Description of the task —
Return exactly the lines of the entries, from the one with "Keep to these rules. Indicate every instance of the dark" to the last.
--- Record extracts Enclosed Below ---
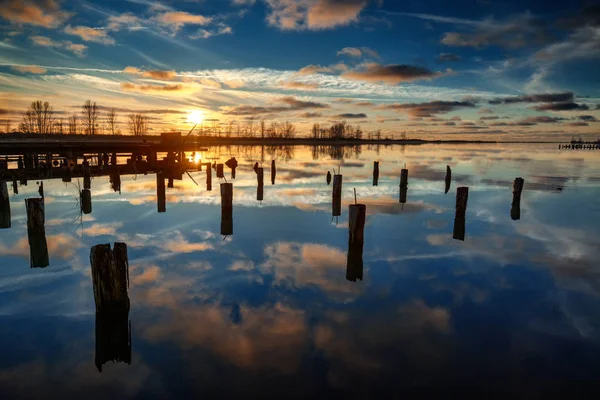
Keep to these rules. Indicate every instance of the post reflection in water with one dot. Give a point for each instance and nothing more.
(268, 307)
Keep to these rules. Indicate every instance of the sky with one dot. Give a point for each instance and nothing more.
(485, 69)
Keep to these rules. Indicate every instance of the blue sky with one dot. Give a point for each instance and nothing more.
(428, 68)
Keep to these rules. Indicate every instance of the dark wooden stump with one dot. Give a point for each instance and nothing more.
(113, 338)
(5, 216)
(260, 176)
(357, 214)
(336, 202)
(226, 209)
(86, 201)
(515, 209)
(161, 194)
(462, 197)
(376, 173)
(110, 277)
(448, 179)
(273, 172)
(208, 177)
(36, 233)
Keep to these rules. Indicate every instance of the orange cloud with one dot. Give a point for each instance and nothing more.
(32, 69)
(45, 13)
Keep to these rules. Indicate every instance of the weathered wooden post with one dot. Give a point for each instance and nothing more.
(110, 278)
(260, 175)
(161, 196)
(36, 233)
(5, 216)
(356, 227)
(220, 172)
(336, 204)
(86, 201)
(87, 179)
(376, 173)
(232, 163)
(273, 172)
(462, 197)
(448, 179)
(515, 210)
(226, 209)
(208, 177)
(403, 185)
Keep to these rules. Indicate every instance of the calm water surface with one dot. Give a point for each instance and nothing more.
--- End of Enclosed Record extracts ---
Worked solution —
Keep to these rules. Indicate every instance of the dark wooden stump with one dot. Give a point for each instance and nothing more.
(113, 338)
(5, 216)
(260, 176)
(357, 214)
(336, 202)
(226, 209)
(86, 201)
(515, 209)
(161, 194)
(462, 197)
(376, 173)
(110, 277)
(448, 179)
(273, 172)
(208, 177)
(36, 233)
Keep to these rules. Indicate every instance of the orange cloud with one dot. Give a point for each instance and nothing more.
(32, 69)
(45, 13)
Keep to these rules. Indicate every instance of the weathered wooden post with one dot. Give a point for each instance and nothing more.
(110, 278)
(260, 175)
(161, 196)
(36, 233)
(5, 216)
(356, 227)
(220, 172)
(336, 204)
(86, 201)
(87, 179)
(376, 173)
(232, 163)
(273, 172)
(462, 197)
(448, 179)
(515, 210)
(226, 209)
(208, 177)
(403, 185)
Keep to these rules. Indicate every instance of the calm water surface with one dot. Give a point for each instance and nothing more.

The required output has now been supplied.